Position annotation records

▼▼▼

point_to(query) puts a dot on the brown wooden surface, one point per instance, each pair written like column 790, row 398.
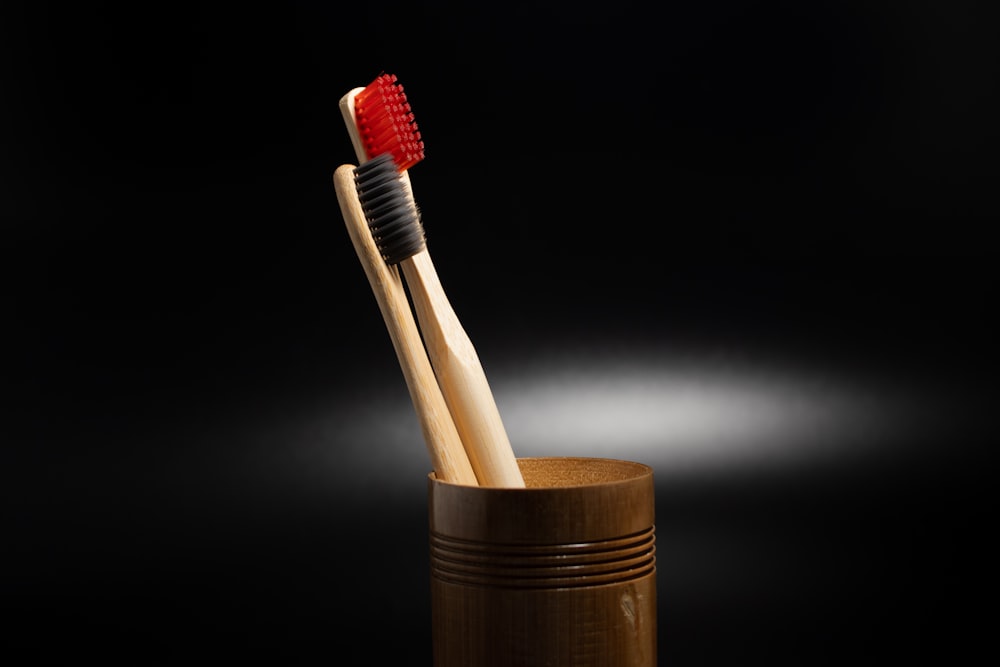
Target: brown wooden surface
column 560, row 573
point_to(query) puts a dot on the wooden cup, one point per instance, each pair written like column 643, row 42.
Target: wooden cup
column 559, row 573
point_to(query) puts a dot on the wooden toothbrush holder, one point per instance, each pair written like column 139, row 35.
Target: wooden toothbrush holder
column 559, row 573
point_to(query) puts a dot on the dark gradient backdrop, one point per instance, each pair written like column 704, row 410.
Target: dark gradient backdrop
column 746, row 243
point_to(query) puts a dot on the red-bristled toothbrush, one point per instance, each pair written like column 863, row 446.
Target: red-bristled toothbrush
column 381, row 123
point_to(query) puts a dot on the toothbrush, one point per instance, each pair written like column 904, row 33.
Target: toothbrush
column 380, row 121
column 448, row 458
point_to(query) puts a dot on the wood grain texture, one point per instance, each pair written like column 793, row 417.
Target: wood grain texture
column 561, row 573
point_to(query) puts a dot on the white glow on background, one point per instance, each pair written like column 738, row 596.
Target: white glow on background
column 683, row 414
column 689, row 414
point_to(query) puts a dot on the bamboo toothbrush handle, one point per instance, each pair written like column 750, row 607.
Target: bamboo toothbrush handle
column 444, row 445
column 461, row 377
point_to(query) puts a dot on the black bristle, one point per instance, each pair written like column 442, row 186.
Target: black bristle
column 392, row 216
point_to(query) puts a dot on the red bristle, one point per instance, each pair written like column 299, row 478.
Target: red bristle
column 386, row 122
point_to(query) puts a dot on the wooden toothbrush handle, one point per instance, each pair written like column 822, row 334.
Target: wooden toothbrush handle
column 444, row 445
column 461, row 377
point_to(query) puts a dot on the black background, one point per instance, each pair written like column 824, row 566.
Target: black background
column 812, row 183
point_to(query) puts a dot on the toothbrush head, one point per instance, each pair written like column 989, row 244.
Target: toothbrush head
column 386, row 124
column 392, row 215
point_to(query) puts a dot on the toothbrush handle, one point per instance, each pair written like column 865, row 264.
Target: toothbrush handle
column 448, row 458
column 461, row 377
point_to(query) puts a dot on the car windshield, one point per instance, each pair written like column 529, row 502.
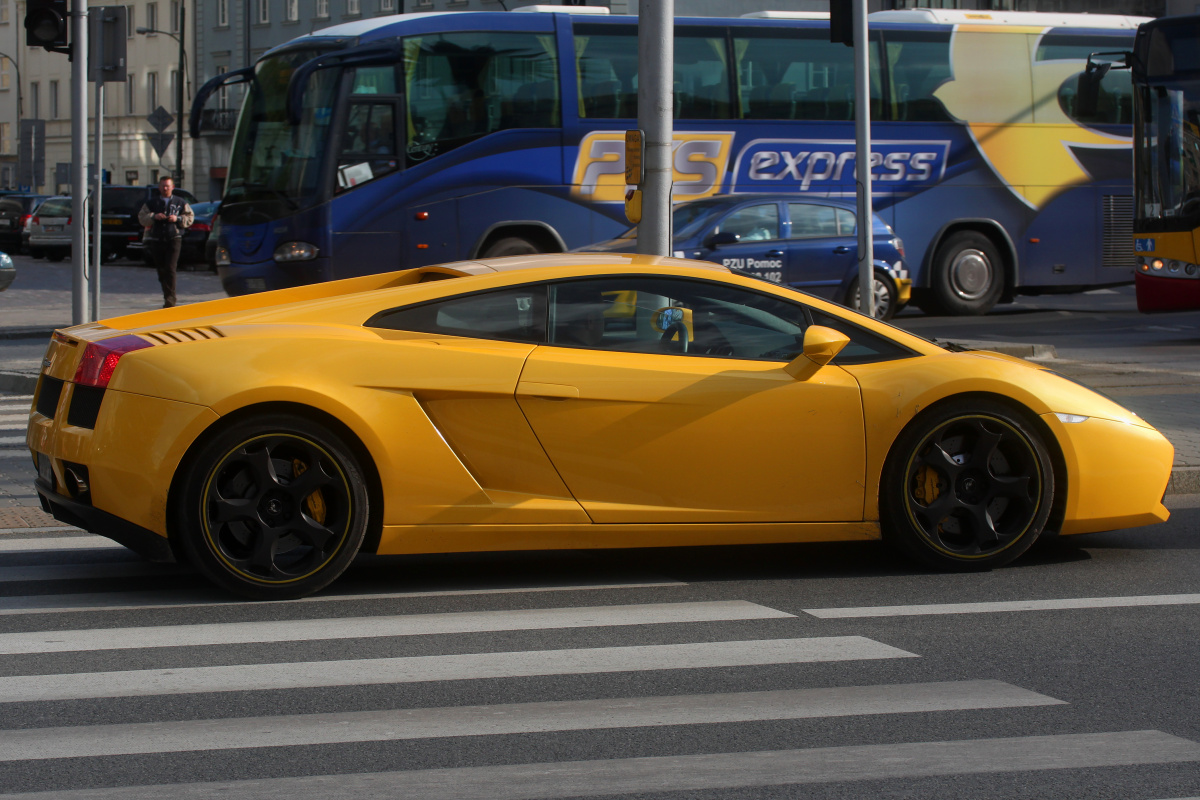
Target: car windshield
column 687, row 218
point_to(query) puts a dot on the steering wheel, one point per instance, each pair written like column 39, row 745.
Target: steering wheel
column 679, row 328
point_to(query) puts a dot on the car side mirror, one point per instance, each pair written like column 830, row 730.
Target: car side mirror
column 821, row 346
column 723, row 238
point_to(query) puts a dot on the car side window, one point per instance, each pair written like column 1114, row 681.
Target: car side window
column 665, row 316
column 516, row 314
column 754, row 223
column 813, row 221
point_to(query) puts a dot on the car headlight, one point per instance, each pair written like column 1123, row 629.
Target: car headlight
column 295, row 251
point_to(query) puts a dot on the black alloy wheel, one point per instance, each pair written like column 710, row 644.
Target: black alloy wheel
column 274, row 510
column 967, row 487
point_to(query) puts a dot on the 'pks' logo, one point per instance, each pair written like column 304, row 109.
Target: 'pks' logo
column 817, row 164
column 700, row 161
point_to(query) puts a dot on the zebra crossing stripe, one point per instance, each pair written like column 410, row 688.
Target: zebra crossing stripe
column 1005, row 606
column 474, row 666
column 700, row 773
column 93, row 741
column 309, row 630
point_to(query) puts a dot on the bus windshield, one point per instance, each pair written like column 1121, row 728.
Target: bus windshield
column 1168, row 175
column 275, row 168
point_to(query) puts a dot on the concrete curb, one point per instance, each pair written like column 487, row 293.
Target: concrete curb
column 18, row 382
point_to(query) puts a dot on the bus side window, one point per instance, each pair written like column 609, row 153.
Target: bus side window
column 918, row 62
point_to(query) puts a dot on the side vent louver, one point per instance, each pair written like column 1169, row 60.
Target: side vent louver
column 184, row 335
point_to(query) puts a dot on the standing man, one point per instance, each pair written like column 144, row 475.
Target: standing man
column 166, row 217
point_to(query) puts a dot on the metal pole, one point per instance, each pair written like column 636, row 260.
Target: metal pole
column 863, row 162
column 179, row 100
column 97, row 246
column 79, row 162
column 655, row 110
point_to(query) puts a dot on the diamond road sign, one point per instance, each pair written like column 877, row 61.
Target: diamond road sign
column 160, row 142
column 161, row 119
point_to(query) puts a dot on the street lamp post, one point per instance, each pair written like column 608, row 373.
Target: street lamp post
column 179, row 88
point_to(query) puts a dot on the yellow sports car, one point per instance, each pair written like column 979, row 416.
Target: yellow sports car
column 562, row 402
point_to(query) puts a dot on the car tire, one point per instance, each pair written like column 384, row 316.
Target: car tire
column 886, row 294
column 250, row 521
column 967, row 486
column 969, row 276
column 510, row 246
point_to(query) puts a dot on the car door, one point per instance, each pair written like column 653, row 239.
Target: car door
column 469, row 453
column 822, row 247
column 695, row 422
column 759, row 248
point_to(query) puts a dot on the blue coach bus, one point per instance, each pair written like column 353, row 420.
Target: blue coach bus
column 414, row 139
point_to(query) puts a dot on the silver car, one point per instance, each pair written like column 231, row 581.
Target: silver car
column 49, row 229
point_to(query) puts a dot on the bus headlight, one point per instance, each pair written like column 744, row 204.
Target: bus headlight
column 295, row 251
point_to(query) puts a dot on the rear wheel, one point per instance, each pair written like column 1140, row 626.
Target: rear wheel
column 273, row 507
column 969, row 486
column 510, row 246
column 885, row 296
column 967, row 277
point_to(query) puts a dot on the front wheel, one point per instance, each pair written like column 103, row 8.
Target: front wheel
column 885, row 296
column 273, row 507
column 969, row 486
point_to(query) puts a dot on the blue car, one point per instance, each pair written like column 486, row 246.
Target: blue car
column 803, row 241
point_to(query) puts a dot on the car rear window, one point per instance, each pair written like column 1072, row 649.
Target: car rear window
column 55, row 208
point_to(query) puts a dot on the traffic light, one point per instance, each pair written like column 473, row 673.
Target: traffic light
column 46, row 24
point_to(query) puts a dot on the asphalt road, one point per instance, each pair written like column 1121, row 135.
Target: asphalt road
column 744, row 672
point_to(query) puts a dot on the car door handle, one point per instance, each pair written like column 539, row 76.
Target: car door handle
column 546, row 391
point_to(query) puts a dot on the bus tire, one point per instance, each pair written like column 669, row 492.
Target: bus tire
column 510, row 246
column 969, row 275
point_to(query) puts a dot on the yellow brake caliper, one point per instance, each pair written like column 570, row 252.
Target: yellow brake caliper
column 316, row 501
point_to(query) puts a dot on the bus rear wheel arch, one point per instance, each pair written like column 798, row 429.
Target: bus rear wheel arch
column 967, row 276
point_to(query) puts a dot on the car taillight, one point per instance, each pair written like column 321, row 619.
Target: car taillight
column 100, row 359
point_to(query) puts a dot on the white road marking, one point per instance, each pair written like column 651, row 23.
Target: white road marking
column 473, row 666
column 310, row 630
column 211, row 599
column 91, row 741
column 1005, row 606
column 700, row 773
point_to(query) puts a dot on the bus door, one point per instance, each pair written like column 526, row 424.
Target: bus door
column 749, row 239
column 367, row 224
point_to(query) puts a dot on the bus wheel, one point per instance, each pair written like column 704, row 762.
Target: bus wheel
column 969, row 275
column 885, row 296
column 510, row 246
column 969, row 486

▲▲▲

* BRIEF *
Return the records exactly. Don't carry the pictures over.

* TASK RESULT *
point_to(query) puts a dot on the brown wooden surface, one point per instance, each pair written like column 790, row 398.
Target: brown wooden surface
column 560, row 573
point_to(query) puts a dot on the wooden cup, one point per instance, each pair written like column 643, row 42.
Target: wooden cup
column 559, row 573
point_to(query) puts a dot on the wooden toothbrush holder, one point per instance, each pair written like column 139, row 35.
Target: wooden toothbrush holder
column 559, row 573
point_to(query) puts a dot on the dark gradient backdrop, one point per instance, each pair written like column 704, row 410.
Target: dark gradient backdrop
column 746, row 243
point_to(query) puts a dot on the red-bristled toothbrush, one point per instance, each pair written like column 863, row 446.
Target: red-bristled toothbrush
column 381, row 123
point_to(query) puts a dot on the toothbrush, one point per instance, each pair written like column 904, row 33.
Target: toothbrush
column 380, row 121
column 448, row 458
point_to(query) puts a dot on the wood grain texture, one point per instance, each pair written like column 793, row 417.
Target: wood grain texture
column 561, row 573
point_to(query) puts a dot on the white glow on background, one point per instance, each pair written like column 738, row 596.
Target: white glow on background
column 683, row 414
column 689, row 414
point_to(query) puts a dot on the bamboo toothbrush handle, one point per instance, each pair written like column 750, row 607.
Target: bamboo toothbrush handle
column 444, row 445
column 461, row 377
point_to(query) puts a dot on the black bristle, one point per instance, each pair written like column 442, row 186.
Target: black bristle
column 392, row 216
point_to(query) puts a dot on the red bristle, one point per instance, each pair written like column 299, row 478.
Target: red bristle
column 386, row 122
point_to(query) puts a dot on the wooden toothbrush handle, one point per instance, each pair written like column 822, row 334.
Target: wooden toothbrush handle
column 444, row 445
column 461, row 377
point_to(query) puts a dot on the black background, one point per instance, each pair written like column 824, row 566.
Target: black background
column 812, row 183
point_to(query) puts a dot on the toothbrush head, one point per instance, each pair written like column 989, row 244.
Target: toothbrush head
column 386, row 124
column 392, row 215
point_to(query) puts a dot on the toothbrush handle, one point per instance, each pair written like column 865, row 264.
Target: toothbrush handle
column 448, row 458
column 461, row 377
point_to(query) puts a dot on the car windshield, one point per instance, each pair written like column 529, row 502.
Target: car windshield
column 687, row 218
point_to(query) puts a dot on the steering wheel, one point per instance, each pair written like column 39, row 745.
Target: steering wheel
column 679, row 328
point_to(query) puts a dot on the car side mirror, one point per instance, each pair written like column 830, row 730.
Target: car side mirror
column 821, row 346
column 723, row 238
point_to(query) puts a dot on the car side window, one point per instance, each pair written like column 1114, row 681.
Target: car side window
column 665, row 316
column 516, row 314
column 754, row 223
column 813, row 221
point_to(query) puts a dot on the car headlight, one point per instance, each pair written like column 1123, row 629.
Target: car headlight
column 295, row 251
point_to(query) puts a dot on the black alloy wheel, one point per instance, each pair written like column 710, row 644.
Target: black alloy wheel
column 274, row 510
column 967, row 487
point_to(query) puts a dot on the 'pks' logo, one point per instance, each pair written like column 304, row 109.
Target: 'pks' logo
column 817, row 164
column 700, row 161
point_to(query) puts a dot on the zebra crossing stripe, one point per instance, each pair written like column 410, row 688.
Target: zebra crossing stripe
column 1005, row 606
column 474, row 666
column 700, row 773
column 93, row 741
column 309, row 630
point_to(query) puts a dot on the bus windshield, one point per instance, each pair written like column 1121, row 728.
Target: bus windshield
column 1168, row 175
column 275, row 168
point_to(query) puts a dot on the concrete curb, one point per instance, each pair written like column 487, row 293.
Target: concrete curb
column 18, row 382
point_to(query) puts a dot on the bus side window, one point per instance, each pair written like column 609, row 153.
Target: bus side window
column 918, row 62
point_to(query) puts a dot on the side vent louver, one point per instance, each pair written like column 1169, row 60.
Target: side vent louver
column 184, row 335
point_to(query) puts a dot on the standing man, one point per instance, each pair written like column 144, row 475.
Target: standing man
column 166, row 217
point_to(query) puts a dot on the metal pole, one point per instance, each pair written like column 636, row 260.
Target: metal pole
column 863, row 162
column 179, row 100
column 97, row 246
column 79, row 162
column 655, row 110
point_to(query) puts a dot on the diamond road sign, one point per instance, each pair written like column 877, row 61.
Target: diamond road sign
column 160, row 142
column 161, row 119
point_to(query) puts a dot on the street lamp post, one point per instance, each pair written like column 608, row 373.
Target: street lamp post
column 179, row 88
point_to(query) puts a dot on the yellow sports car, one point per instance, each pair written like column 979, row 416.
Target: yellow sports car
column 562, row 402
point_to(query) puts a dot on the car tire, one point per instance, each pair written like column 384, row 316.
Target: car tire
column 886, row 294
column 250, row 521
column 967, row 486
column 969, row 276
column 510, row 246
point_to(query) puts a dot on the car door, one point per instance, each pair written like column 653, row 239.
Target: car door
column 469, row 453
column 822, row 247
column 695, row 422
column 759, row 248
point_to(query) puts a dot on the blue coach bus, one point per instance, each pair written like column 353, row 420.
Target: blue coach bus
column 414, row 139
point_to(query) puts a dot on the silver car, one point per instance, each pair written like column 231, row 581.
Target: silver car
column 49, row 229
point_to(query) puts a dot on the bus headlight, one point per instance, each pair written like column 744, row 204.
Target: bus headlight
column 295, row 251
point_to(query) puts a dot on the rear wheel, one point per instance, each pair written like column 1140, row 626.
Target: rear wheel
column 273, row 507
column 969, row 486
column 510, row 246
column 885, row 296
column 967, row 277
point_to(query) puts a dot on the front wheel, one point per instance, each pair written like column 103, row 8.
Target: front wheel
column 885, row 296
column 273, row 507
column 969, row 486
point_to(query) puts a dot on the blue car, one point per instance, each pair written like column 486, row 246.
Target: blue car
column 803, row 241
point_to(query) puts a dot on the car rear window, one point per instance, each pair written like column 1072, row 649.
Target: car rear window
column 55, row 208
point_to(query) puts a dot on the traffic light, one point per instance, each pair written like column 473, row 673.
Target: traffic light
column 46, row 24
point_to(query) puts a dot on the asphalt road, one point per instance, each pair written like column 1121, row 135.
Target: asphalt road
column 744, row 672
point_to(query) puts a dot on the car door handle, one point per instance, each pair written like column 539, row 76.
Target: car door handle
column 546, row 391
point_to(query) puts a dot on the bus tire, one point per instance, each pair written like column 669, row 492.
Target: bus tire
column 510, row 246
column 969, row 275
point_to(query) puts a dot on the yellow brake caliper, one point per instance, each pair written like column 570, row 252.
Target: yellow brake caliper
column 316, row 501
point_to(query) puts a dot on the bus rear wheel arch, one point per instance, each pair written like column 798, row 429.
Target: bus rear wheel arch
column 967, row 276
point_to(query) puts a dot on the car taillight, one point per instance, each pair written like column 321, row 619.
Target: car taillight
column 100, row 359
point_to(query) puts a dot on the white road marking, one point per instance, each pair written like column 651, row 23.
Target: white road marking
column 473, row 666
column 310, row 630
column 211, row 599
column 91, row 741
column 1005, row 606
column 700, row 773
point_to(query) puts a dot on the bus door, one point per instance, each pair written like column 526, row 424.
Target: bus door
column 749, row 239
column 367, row 224
point_to(query) puts a dot on the bus wheel, one point per instance, each pair written like column 704, row 762.
Target: bus wheel
column 969, row 275
column 885, row 296
column 510, row 246
column 969, row 486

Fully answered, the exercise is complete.